What to work on: Each record must be written out again exactly. Skip any picture it contains.
Exercise input START
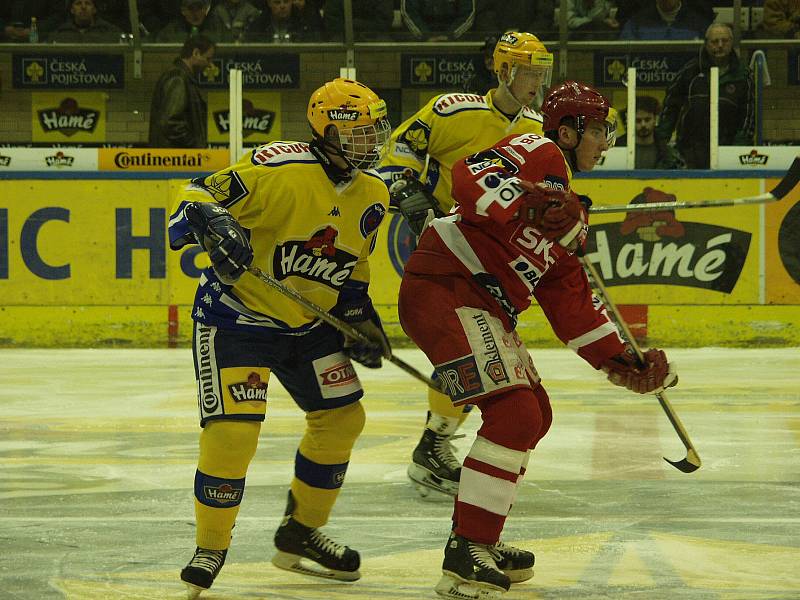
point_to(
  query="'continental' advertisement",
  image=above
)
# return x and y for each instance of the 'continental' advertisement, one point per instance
(158, 159)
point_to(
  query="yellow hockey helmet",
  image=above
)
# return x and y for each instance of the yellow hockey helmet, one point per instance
(358, 115)
(516, 48)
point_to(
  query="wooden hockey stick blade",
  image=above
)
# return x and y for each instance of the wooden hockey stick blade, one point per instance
(785, 185)
(335, 322)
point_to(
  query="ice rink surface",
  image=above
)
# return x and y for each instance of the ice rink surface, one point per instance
(98, 450)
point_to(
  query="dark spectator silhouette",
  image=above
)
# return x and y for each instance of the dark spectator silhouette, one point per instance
(178, 111)
(686, 106)
(84, 26)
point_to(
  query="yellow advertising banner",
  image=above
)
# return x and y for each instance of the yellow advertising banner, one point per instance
(59, 117)
(162, 159)
(782, 248)
(261, 117)
(690, 256)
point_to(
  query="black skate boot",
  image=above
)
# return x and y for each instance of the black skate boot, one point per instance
(514, 562)
(308, 551)
(469, 572)
(201, 571)
(434, 466)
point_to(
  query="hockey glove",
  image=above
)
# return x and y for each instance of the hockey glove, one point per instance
(625, 371)
(558, 215)
(414, 202)
(359, 312)
(222, 237)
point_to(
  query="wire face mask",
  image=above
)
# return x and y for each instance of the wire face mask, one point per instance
(364, 146)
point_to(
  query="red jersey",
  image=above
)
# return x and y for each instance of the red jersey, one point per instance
(485, 241)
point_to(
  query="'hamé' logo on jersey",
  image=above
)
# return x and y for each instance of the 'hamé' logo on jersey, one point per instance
(371, 219)
(316, 259)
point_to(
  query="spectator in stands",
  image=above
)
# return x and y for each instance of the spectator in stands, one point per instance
(178, 111)
(231, 18)
(84, 26)
(15, 18)
(686, 106)
(281, 23)
(371, 20)
(193, 21)
(781, 19)
(592, 19)
(651, 152)
(665, 20)
(484, 78)
(438, 20)
(153, 14)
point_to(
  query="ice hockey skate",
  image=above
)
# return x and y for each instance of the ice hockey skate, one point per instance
(201, 571)
(514, 562)
(469, 572)
(308, 551)
(434, 466)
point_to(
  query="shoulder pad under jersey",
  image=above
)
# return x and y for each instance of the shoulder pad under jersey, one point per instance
(281, 153)
(449, 104)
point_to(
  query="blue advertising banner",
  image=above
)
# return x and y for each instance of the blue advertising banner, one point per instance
(652, 69)
(439, 71)
(259, 71)
(74, 71)
(794, 67)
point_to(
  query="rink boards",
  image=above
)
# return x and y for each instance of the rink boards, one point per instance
(85, 262)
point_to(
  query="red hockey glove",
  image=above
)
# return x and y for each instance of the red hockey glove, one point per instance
(623, 370)
(557, 214)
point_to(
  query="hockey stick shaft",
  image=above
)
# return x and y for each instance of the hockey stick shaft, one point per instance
(344, 327)
(692, 461)
(785, 185)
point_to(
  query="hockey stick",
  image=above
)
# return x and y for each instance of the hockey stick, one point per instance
(784, 186)
(692, 461)
(337, 323)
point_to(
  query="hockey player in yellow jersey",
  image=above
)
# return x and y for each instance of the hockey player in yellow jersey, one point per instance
(417, 167)
(307, 214)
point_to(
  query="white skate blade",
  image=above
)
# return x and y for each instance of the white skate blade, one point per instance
(452, 586)
(193, 591)
(306, 566)
(425, 478)
(519, 575)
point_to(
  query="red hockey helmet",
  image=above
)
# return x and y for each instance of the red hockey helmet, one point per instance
(579, 101)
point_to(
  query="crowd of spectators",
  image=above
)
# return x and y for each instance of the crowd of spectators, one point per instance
(278, 21)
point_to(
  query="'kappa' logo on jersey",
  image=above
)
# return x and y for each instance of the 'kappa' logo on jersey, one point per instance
(316, 259)
(225, 188)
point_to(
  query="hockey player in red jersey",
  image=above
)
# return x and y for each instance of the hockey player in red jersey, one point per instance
(512, 237)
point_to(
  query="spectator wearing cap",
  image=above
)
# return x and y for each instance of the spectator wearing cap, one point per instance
(193, 21)
(484, 77)
(84, 26)
(231, 18)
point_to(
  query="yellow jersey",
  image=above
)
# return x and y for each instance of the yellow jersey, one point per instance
(308, 231)
(448, 128)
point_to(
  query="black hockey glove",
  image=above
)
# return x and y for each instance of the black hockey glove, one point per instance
(222, 237)
(410, 197)
(359, 312)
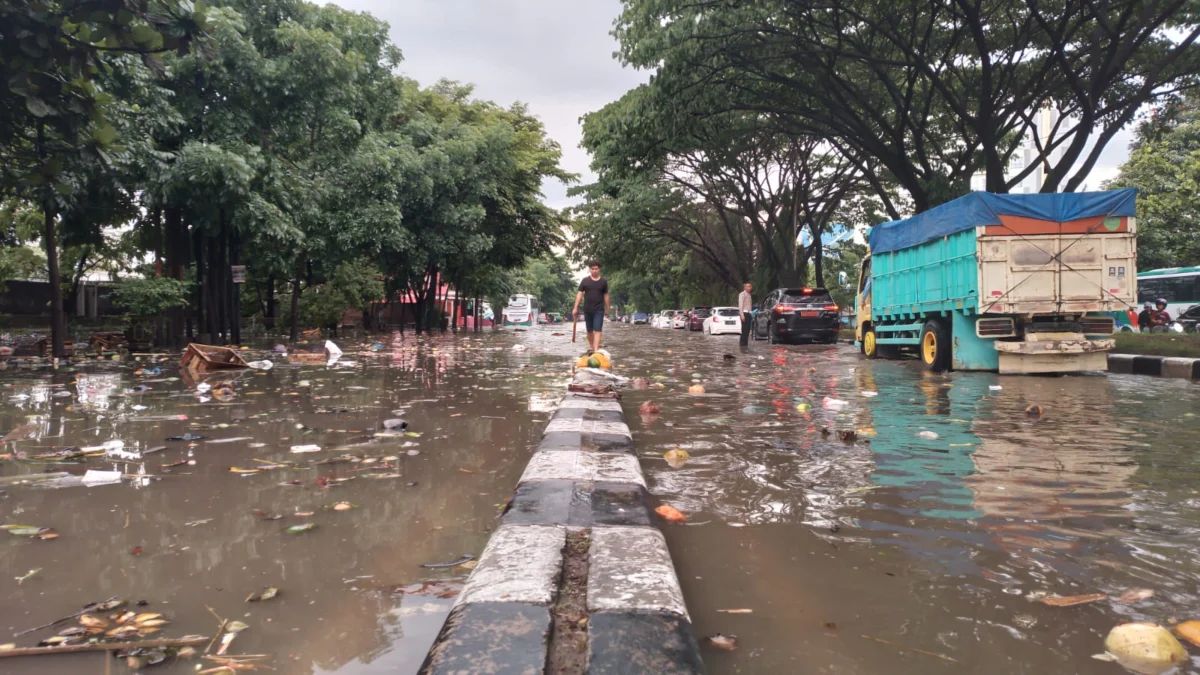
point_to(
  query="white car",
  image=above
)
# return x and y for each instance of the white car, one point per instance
(723, 321)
Exercise input END
Exercise solution:
point_to(
  query="'continental' advertisement",
  image=above
)
# return x and y for each instance of the 'continental' advertisement, one point per instance
(158, 159)
point_to(
  query="yellow hockey helmet",
  image=above
)
# return x and y for each instance of the yellow hockey helmet, one point per instance
(358, 115)
(516, 48)
point_to(
  query="wooden hockey stick blade",
  image=above
)
# return x and y for each instance of the wooden hockey stick blade, one point per instance
(785, 185)
(335, 322)
point_to(
  query="ice rink surface",
  image=above
)
# return x and y for each instance of the ice rink surface, one point per instance
(98, 450)
point_to(
  query="dark spectator silhouette",
  image=above
)
# return x and y for each instance of the dark spectator silhouette, one point per instance
(178, 111)
(686, 106)
(84, 26)
point_to(
  query="yellow advertising banner",
  image=above
)
# return x and y for each instance of the yellow advertising banner, one point per instance
(59, 117)
(162, 159)
(782, 248)
(261, 117)
(690, 256)
point_to(
  query="black skate boot",
  image=above
)
# return x and y for each instance of the black skate boot, one point per instance
(514, 562)
(308, 551)
(469, 572)
(201, 571)
(434, 466)
point_to(
  query="hockey glove",
  image=above
)
# return x and y for each instance of the hockey glove, one point per instance
(625, 371)
(558, 215)
(414, 202)
(359, 312)
(222, 237)
point_to(
  query="wire face mask",
  image=above
)
# return x and y for each instance of the wire face mask, one point per instance
(364, 146)
point_to(
  query="red jersey",
  image=above
)
# return x and y for each instance of the red jersey, one point per instance
(485, 241)
point_to(
  query="'hamé' logo on jersey",
  image=above
)
# return x and y for each instance of the 'hamé' logo on jersey, one point per instance
(371, 219)
(316, 259)
point_to(
  query="spectator in stands",
  image=above
)
# return x and y for each instance of the spectator in stands, one point per instance
(178, 111)
(231, 18)
(84, 26)
(15, 18)
(686, 106)
(281, 23)
(371, 20)
(193, 21)
(781, 19)
(592, 19)
(651, 152)
(665, 20)
(484, 78)
(438, 20)
(153, 14)
point_to(
  query="ice hockey skate",
  image=above
)
# return x and y for each instance of the ice hockey skate, one point per instance
(201, 571)
(514, 562)
(469, 572)
(308, 551)
(434, 466)
point_to(
  query="shoulder pad under jersey",
  image=above
)
# return x and y for each instance of the shoulder pad under jersey, one point per instance
(281, 153)
(449, 104)
point_to(
  query="blue advertising banner",
  image=above
)
# return x and y for each instance of the blue advertising banner, one point per instance
(652, 69)
(439, 71)
(259, 71)
(74, 71)
(794, 67)
point_to(
  query="rink boards",
  image=above
)
# return x and y for each instance of the rink boards, one point per instance
(85, 262)
point_to(
  query="red hockey glove",
  image=above
)
# return x and y for each instance of the red hockey glove, one point per instance
(623, 370)
(557, 214)
point_to(
  query="hockey stick shaft",
  image=above
)
# return x and y for each instance of the hockey stick shaft, one point per instance
(344, 327)
(692, 461)
(785, 185)
point_to(
  query="hockey stick",
  image=above
)
# return x and y for each instance of the hockey stick, one point per instance
(784, 186)
(692, 461)
(337, 323)
point_to(
  query="hockey player in yellow jersey",
  image=above
)
# return x and y for each instance of the hockey player in yellow jersey, one point per instance
(417, 167)
(307, 214)
point_to(
  query="white skate blade",
  image=above
)
# return x and y for each instance of the white skate blade, one point per instance
(452, 586)
(193, 591)
(306, 566)
(425, 478)
(519, 575)
point_to(
  query="red hockey helmet",
  image=above
)
# return x and y for each instance of the red hockey helmet, one point per instance
(579, 101)
point_to(
  query="crowd of spectators",
  image=above
)
# return x and y for each instance of the crowd of spectators, one point per instance
(278, 21)
point_to(
  query="'kappa' logo on jersey",
  image=above
)
# return x and y for each instance of the 'kappa' logo on jersey, one point per instance
(316, 259)
(225, 188)
point_to(
  query="hockey player in red jersey",
  image=above
)
# return x and y for each instance of the hockey player in red jersey, one point per instance
(512, 237)
point_to(
  query="spectator wearing cap",
  image=above
)
# return x and y for each instance of the spectator wearing cap, one point per instance
(193, 21)
(484, 77)
(84, 26)
(231, 18)
point_to(
  query="yellow jersey",
  image=above
)
# return x and y for each instance of the yellow jersey, one point per instance
(308, 231)
(448, 128)
point_to(
  query="black hockey glove",
  image=above
)
# return x and y for each instance of the black hockey glove, one point per instance
(222, 237)
(410, 197)
(359, 312)
point_to(
  query="white car",
  image=above
)
# return x and y for each instance of the white car, one point per instance
(723, 321)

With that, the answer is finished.